Below are the entries to retype; reproduce each one exactly.
(Material provided)
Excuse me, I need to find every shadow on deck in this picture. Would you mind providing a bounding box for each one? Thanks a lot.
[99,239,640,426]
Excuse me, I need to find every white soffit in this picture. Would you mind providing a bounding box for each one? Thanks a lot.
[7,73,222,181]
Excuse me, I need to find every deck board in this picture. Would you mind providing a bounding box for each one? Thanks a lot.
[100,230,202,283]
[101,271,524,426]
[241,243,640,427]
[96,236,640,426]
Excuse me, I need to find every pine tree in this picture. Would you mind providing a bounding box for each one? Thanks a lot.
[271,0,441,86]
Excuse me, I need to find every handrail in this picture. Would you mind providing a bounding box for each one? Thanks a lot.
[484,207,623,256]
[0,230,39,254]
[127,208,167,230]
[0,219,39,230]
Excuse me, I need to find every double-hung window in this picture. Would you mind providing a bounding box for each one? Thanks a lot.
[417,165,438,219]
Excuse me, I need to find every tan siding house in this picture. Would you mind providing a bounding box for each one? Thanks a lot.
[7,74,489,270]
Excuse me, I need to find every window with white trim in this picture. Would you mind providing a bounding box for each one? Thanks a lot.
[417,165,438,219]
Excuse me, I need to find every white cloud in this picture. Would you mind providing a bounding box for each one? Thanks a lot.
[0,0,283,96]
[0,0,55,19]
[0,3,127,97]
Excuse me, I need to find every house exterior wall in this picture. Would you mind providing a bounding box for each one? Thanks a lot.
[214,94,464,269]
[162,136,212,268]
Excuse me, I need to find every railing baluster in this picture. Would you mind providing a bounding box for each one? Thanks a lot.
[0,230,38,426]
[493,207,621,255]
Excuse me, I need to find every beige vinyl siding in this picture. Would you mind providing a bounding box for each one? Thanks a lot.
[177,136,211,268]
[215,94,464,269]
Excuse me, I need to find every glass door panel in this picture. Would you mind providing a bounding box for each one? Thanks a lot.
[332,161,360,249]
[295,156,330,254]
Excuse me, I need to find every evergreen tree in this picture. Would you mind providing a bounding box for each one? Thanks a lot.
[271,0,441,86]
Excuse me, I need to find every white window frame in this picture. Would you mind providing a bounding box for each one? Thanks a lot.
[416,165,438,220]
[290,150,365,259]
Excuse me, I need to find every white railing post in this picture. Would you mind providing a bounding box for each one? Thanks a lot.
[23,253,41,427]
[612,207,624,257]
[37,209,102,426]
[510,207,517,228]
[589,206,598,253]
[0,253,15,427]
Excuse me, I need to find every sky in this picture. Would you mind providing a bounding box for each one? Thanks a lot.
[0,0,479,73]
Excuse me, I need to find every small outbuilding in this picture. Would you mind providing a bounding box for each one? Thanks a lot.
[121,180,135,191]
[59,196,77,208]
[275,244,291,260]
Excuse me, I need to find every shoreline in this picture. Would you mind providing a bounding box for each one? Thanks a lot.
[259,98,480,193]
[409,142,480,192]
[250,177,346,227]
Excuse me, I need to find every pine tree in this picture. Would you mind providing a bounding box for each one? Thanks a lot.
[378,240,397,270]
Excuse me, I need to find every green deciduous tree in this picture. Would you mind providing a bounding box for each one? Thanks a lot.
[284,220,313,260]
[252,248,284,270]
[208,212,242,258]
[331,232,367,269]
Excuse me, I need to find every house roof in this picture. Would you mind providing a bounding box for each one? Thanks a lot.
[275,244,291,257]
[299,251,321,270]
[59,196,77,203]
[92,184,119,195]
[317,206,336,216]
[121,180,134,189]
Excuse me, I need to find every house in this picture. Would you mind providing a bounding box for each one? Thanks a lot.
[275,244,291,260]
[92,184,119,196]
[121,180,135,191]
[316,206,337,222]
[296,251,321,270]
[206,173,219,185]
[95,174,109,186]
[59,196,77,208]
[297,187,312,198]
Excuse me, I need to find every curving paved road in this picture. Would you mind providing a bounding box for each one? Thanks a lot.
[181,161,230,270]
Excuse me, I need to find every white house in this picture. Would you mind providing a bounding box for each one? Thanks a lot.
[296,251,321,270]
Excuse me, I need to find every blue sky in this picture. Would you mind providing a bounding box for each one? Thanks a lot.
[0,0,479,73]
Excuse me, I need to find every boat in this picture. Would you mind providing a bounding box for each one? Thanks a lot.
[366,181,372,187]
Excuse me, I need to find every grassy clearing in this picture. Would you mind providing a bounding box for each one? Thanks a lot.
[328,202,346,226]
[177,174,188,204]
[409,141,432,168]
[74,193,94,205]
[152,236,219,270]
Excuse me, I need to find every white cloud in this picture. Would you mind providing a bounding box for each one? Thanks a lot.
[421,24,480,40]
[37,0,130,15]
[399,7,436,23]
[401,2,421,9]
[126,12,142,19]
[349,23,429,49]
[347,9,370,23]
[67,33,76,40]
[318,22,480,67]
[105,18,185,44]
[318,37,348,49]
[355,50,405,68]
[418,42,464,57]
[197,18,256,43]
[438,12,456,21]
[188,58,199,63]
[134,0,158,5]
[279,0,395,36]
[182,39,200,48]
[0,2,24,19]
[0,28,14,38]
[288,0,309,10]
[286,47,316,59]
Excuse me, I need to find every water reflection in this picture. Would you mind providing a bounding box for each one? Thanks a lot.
(End Material provided)
Problem solution>
Excuse me, I need to find every shadow on deck in this picture. Would you mind providing a bounding box for each one? Thanks a lot.
[99,239,640,426]
Excuse me, I need to find every white soffit in this picture. Would you mind providing a bounding box for each one? Thanks a lot.
[7,73,222,181]
Excuse me, I need to find every deck board in this picture. Would you mind providing a bounding box for each one? Thanks a lot.
[100,230,202,283]
[101,271,524,426]
[241,243,640,427]
[96,236,640,426]
Excuse me, I need to find every pine tree in this picture. Would you mind providing a bounding box for each one? Thanks a lot.
[271,0,441,86]
Excuse me, I need to find every handrail in this picture. Would you mind providing a bounding box for each one? Thanks a lot.
[484,207,623,256]
[0,230,39,254]
[127,208,167,230]
[0,219,39,230]
Excuse me, I need to find every double-hung window in this picture. Would you mind providing a bounding box for each one? Thanks a lot.
[417,165,438,219]
Excuse me, I need to find every tan siding house in this picture. Would you mind providing a bounding box for each one? Thanks a lot.
[7,74,489,270]
Excuse me, I need to find every window with white trim in this picture. Would you mind providing a bounding box for each one? Thanks a lot.
[417,165,438,219]
Excuse me, I need to find every white cloud in this picture. Would you mind providing a bounding box for each one? Thanks a lot.
[0,0,283,96]
[0,0,55,19]
[0,3,127,97]
Excuse me, I need to find every house exterior wall in this picture. Would you mind providing a bounding box for each one? Thanks a lot.
[214,94,464,269]
[162,136,212,268]
Excuse me, I need to find every railing baluster in this picture. Would you mind providing a bounding box for each one? Thanks a lot.
[0,230,38,426]
[493,207,621,255]
Excuse me, I need to find every beige vinyl siding in this picture. Would you mind providing a bounding box for each one? Thanks a lot.
[177,136,211,268]
[215,94,464,269]
Excuse me, I need to find every glass door panel in this picture. Would you mind providing a bounding box for each one? Thanks a lot.
[332,161,360,249]
[295,156,330,254]
Excuse me, I need to find every evergreen tree in this picture. Would you mind providing a bounding box for each one? Thanks a lot.
[271,0,441,86]
Excuse me, I need to find every white window frame in this picture. Would you mind providing a bounding box for each one? Thanks a lot.
[416,165,438,220]
[290,150,365,259]
Excuse me, I need to find every white railing post in this picture. Would you mind providing a bounding box for each one? Thanks a lot.
[23,253,41,427]
[612,207,624,257]
[37,209,102,426]
[510,207,517,228]
[589,206,598,253]
[0,253,15,427]
Excuse me, I need to find every sky in this picture. Would you mind providing a bounding box for each one? Thanks a lot.
[0,0,479,73]
Excuse me, I need to find every small outbuilding in this picture. Would you mind providing a bounding box for each one? Thanks a lot.
[121,180,135,191]
[59,196,77,208]
[275,244,291,260]
Excuse me, I need to find every shoreline in this picture. Would you mind providing a bounding box for each one? Thanks a lot.
[259,98,480,193]
[409,142,480,192]
[250,177,346,227]
Excuse me, I need to find every pine tree in this picture. Would you mind providing a bounding box for each one? Thanks a lot.
[378,240,397,270]
Excuse me, I need to find every green deciduous tree in this picture. Would you mind providing a bounding box for each one? Thanks a lot.
[284,220,313,260]
[252,248,284,270]
[208,212,242,258]
[331,232,367,269]
Excuse me, I need to find every house roof in this picture. Would you mind providing a bounding box for each one? Thanks a lot.
[275,244,291,257]
[299,251,321,270]
[59,196,77,203]
[92,184,119,195]
[317,206,336,216]
[121,180,134,189]
Excuse me, I need to find every house in this picture. Would you mind providing a bounding box for each one? Thanks a lot.
[275,244,291,260]
[92,184,119,196]
[121,180,135,191]
[316,206,337,222]
[296,251,321,270]
[206,173,219,185]
[95,174,109,186]
[59,196,77,208]
[297,187,312,198]
Excuse me, I need to find every curving paved road in this picture. Would you mind providing a bounding box for each one? Thanks a lot.
[181,161,230,270]
Excuse me, I need to find every white house in this picture. Would you mind providing a bounding box for each one? Thanks a lot.
[296,251,321,270]
Excuse me, I need to find every blue sky in this picture. Would you mind providing a bounding box for each one? Thanks a lot.
[0,0,479,73]
Excuse me, I need to find every boat in this picture. Would you mind providing a bounding box for each one? Thanks a lot.
[366,181,372,187]
Excuse me, I need to find every grassy clearing in this picture. Would you mind providing a bounding box for each one? Thanks a lot.
[328,202,346,226]
[177,174,188,204]
[409,141,432,168]
[74,193,94,205]
[152,236,219,270]
Excuse me, I need to find every white cloud in this picture. Would you mind providing a bounding box for each one? Thanks a lot.
[421,24,480,40]
[37,0,130,15]
[399,7,436,23]
[401,2,421,9]
[126,12,142,19]
[349,23,429,49]
[347,9,370,23]
[67,33,76,40]
[318,22,480,67]
[105,18,185,44]
[318,37,348,49]
[355,50,405,68]
[418,42,464,57]
[197,18,256,43]
[438,12,456,21]
[188,58,199,63]
[134,0,158,5]
[279,0,395,36]
[182,39,200,48]
[0,2,24,19]
[0,28,14,38]
[288,0,309,10]
[286,47,316,59]
Excuse me, I need to find every water reflection in this picture. Would you mind providing a bounding box for each one? Thanks a lot.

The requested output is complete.